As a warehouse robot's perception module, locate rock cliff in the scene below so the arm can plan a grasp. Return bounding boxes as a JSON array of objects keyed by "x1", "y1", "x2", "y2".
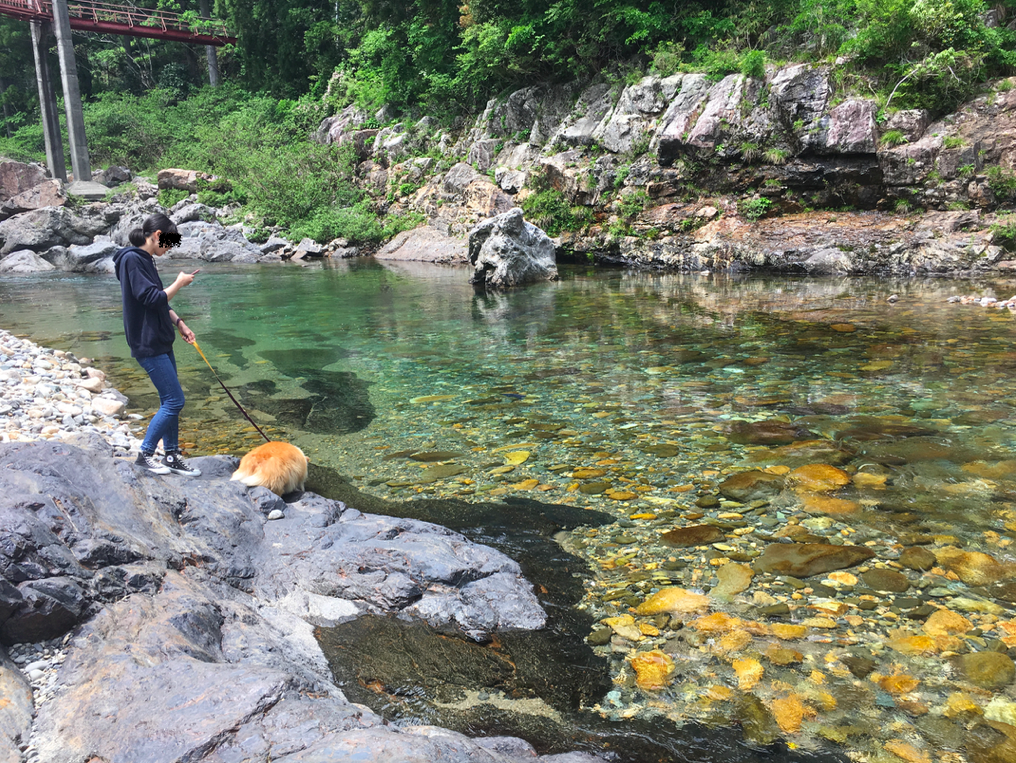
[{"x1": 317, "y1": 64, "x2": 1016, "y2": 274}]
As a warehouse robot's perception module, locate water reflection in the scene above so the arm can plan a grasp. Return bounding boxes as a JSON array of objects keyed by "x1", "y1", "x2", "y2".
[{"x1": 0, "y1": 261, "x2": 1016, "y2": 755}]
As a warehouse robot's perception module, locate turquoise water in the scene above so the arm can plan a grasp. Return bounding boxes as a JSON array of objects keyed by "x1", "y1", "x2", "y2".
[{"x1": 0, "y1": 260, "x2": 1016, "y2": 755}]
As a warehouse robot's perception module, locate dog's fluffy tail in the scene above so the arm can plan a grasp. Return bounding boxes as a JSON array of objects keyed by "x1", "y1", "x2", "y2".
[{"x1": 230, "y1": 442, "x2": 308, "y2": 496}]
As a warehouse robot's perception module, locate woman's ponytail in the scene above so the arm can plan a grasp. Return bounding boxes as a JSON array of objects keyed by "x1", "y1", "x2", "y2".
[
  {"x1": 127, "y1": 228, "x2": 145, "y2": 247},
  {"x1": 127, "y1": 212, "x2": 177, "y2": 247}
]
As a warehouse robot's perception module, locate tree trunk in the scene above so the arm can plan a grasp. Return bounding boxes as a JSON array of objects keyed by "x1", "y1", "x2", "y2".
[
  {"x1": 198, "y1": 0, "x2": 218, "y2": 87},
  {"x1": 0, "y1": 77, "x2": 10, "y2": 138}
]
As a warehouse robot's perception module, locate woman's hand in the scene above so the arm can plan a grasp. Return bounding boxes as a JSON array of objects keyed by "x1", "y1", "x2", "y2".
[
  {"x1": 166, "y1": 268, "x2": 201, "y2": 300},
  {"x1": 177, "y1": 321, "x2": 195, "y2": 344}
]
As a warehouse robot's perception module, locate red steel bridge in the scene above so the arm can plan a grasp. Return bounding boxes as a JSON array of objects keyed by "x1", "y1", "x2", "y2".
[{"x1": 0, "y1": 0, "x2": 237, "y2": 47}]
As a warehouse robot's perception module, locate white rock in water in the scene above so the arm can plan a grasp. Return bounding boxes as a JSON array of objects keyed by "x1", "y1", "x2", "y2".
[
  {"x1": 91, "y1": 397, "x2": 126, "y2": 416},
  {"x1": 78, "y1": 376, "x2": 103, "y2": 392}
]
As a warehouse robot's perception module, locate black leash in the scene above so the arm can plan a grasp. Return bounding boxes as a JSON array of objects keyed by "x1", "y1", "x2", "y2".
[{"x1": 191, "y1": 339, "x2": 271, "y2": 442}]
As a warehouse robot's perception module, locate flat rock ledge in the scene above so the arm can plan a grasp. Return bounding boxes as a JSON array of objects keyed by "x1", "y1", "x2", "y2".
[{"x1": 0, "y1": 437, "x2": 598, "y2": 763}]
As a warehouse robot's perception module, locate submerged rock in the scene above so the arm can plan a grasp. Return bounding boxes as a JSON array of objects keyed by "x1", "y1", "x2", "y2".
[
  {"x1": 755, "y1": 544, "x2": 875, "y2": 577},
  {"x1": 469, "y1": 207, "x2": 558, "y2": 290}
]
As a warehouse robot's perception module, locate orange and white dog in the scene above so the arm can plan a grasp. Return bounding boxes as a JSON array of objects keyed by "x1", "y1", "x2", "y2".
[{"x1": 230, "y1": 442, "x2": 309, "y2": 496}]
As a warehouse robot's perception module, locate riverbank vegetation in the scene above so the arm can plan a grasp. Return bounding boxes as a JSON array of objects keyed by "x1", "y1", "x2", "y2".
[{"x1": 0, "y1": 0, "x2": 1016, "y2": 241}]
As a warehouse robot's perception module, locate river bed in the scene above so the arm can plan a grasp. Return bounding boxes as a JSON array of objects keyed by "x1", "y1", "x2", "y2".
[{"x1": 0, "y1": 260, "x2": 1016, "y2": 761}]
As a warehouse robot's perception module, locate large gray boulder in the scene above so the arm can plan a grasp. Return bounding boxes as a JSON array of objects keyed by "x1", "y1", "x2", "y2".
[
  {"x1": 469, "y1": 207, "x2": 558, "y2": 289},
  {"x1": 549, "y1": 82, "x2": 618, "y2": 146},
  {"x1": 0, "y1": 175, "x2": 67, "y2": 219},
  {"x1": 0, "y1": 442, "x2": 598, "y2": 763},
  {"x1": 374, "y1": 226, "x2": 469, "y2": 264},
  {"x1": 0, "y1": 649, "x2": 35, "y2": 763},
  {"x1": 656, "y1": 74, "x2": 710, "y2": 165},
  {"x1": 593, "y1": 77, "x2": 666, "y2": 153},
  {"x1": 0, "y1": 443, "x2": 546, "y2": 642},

▸ **WHAT THE EXERCISE ASKS**:
Give back every line of the data above unchanged, but omit the pictures.

▸ **TASK SOLUTION**:
As a warehouse robot's perception module, locate rock cliff in the scene below so the arm can plan a grasp. Return bounding boxes as a JSON array of objects keyed by "x1", "y1", "x2", "y2".
[{"x1": 317, "y1": 64, "x2": 1016, "y2": 274}]
As a warehouse robot's perception module, locate water reflection in the scene above so the arm can plan a grasp. Return bounding boxes as a JSON array of objects keyed by "x1", "y1", "x2", "y2".
[{"x1": 0, "y1": 261, "x2": 1016, "y2": 755}]
As a warehouse robot's perception module, locate turquoise water in the scene above so the arm can plan a grasp. Return bounding boxes as a JSON array of objects keyed by "x1", "y1", "x2", "y2".
[{"x1": 0, "y1": 260, "x2": 1016, "y2": 755}]
As a warehouse robot's perception module, locate dog's fluffy tail in the scene above so the arm can plan a grasp. Return bounding boxes as a JSON array of objects keyed by "x1", "y1", "x2", "y2".
[{"x1": 230, "y1": 442, "x2": 308, "y2": 496}]
As a warehouse robot's perception module, locate woman's ponytail in the scene above so the arm can plan a grasp. Return bounding boxes as a JSON array of objects keyed by "x1", "y1", "x2", "y2".
[
  {"x1": 127, "y1": 228, "x2": 145, "y2": 247},
  {"x1": 127, "y1": 212, "x2": 177, "y2": 247}
]
As a warehouse robot's perception module, locate tree trunk in the scene above so the arm can plan a grasp. Return bounding boxes as a JSON array of objects keyed by "x1", "y1", "x2", "y2".
[
  {"x1": 198, "y1": 0, "x2": 218, "y2": 87},
  {"x1": 0, "y1": 77, "x2": 10, "y2": 138}
]
As a warehouse robot's perception module, locate woman's hand in the scene above so the arm can plan a grasp. Return bounding boxes as a JSON array of objects keyed by "x1", "y1", "x2", "y2".
[
  {"x1": 166, "y1": 268, "x2": 201, "y2": 300},
  {"x1": 177, "y1": 321, "x2": 195, "y2": 344}
]
As a warehouse robot's perception module, locate red steel bridge in the scene above so the arm can plan a grasp. Return bounding boxes as a JSON array of objects keyed by "x1", "y1", "x2", "y2".
[{"x1": 0, "y1": 0, "x2": 237, "y2": 47}]
As a warehouse robot's perception module, locate white rock in water in the scene above so the arm can plan a grasp. Return bounding boxes as a JSON array of objects keyed by "x1", "y1", "x2", "y2".
[
  {"x1": 91, "y1": 397, "x2": 126, "y2": 416},
  {"x1": 78, "y1": 376, "x2": 103, "y2": 392}
]
As a warehouse robot's perception module, locate black leash in the scene above so the arm can plan a grasp. Return bounding boxes as a JSON array of objects keyed by "x1", "y1", "x2", "y2".
[{"x1": 191, "y1": 339, "x2": 271, "y2": 442}]
As a warehouse robot's perception module, locate flat rock ledge in the scene above so the arm can plan a grasp. Return bounding boxes as a JSON array of objects keyed by "x1", "y1", "x2", "y2".
[{"x1": 0, "y1": 437, "x2": 598, "y2": 763}]
As a warehouse robot's perception module, locate submerged rock in the scene above so the arm can plan a grasp. Return bounding boxes as a JSON array of objects keyed by "x1", "y1", "x2", "y2".
[
  {"x1": 755, "y1": 544, "x2": 875, "y2": 577},
  {"x1": 469, "y1": 207, "x2": 558, "y2": 290}
]
As a warehouse robot's perception module, locate orange and white dog in the scene above so the arm can plan a grasp. Return bounding boxes as a JSON array of objects keyed by "x1", "y1", "x2", "y2".
[{"x1": 230, "y1": 442, "x2": 309, "y2": 496}]
As a warehouse robot's perception module, locate riverbank vegetation in the scene above so the arm can plan a grasp. Return bounding boxes as a JSON array of objects keyed by "x1", "y1", "x2", "y2".
[{"x1": 0, "y1": 0, "x2": 1016, "y2": 241}]
As a warehouse robot's perception module, locate river bed in the scene above so the arm can plan a grasp. Return bounding boxes as a JSON array of objects keyed by "x1", "y1", "x2", "y2".
[{"x1": 0, "y1": 260, "x2": 1016, "y2": 761}]
As a warehouse robot's perception module, locate large gray boulder in the scene above so the arm can plan a grasp. Return bounding boxes as a JSON array of objects keyed by "x1", "y1", "x2", "y2".
[
  {"x1": 469, "y1": 207, "x2": 558, "y2": 289},
  {"x1": 549, "y1": 82, "x2": 618, "y2": 146},
  {"x1": 0, "y1": 175, "x2": 67, "y2": 219},
  {"x1": 0, "y1": 442, "x2": 598, "y2": 763},
  {"x1": 374, "y1": 226, "x2": 469, "y2": 264},
  {"x1": 0, "y1": 649, "x2": 35, "y2": 763},
  {"x1": 656, "y1": 74, "x2": 710, "y2": 165},
  {"x1": 593, "y1": 77, "x2": 666, "y2": 153},
  {"x1": 0, "y1": 443, "x2": 546, "y2": 642},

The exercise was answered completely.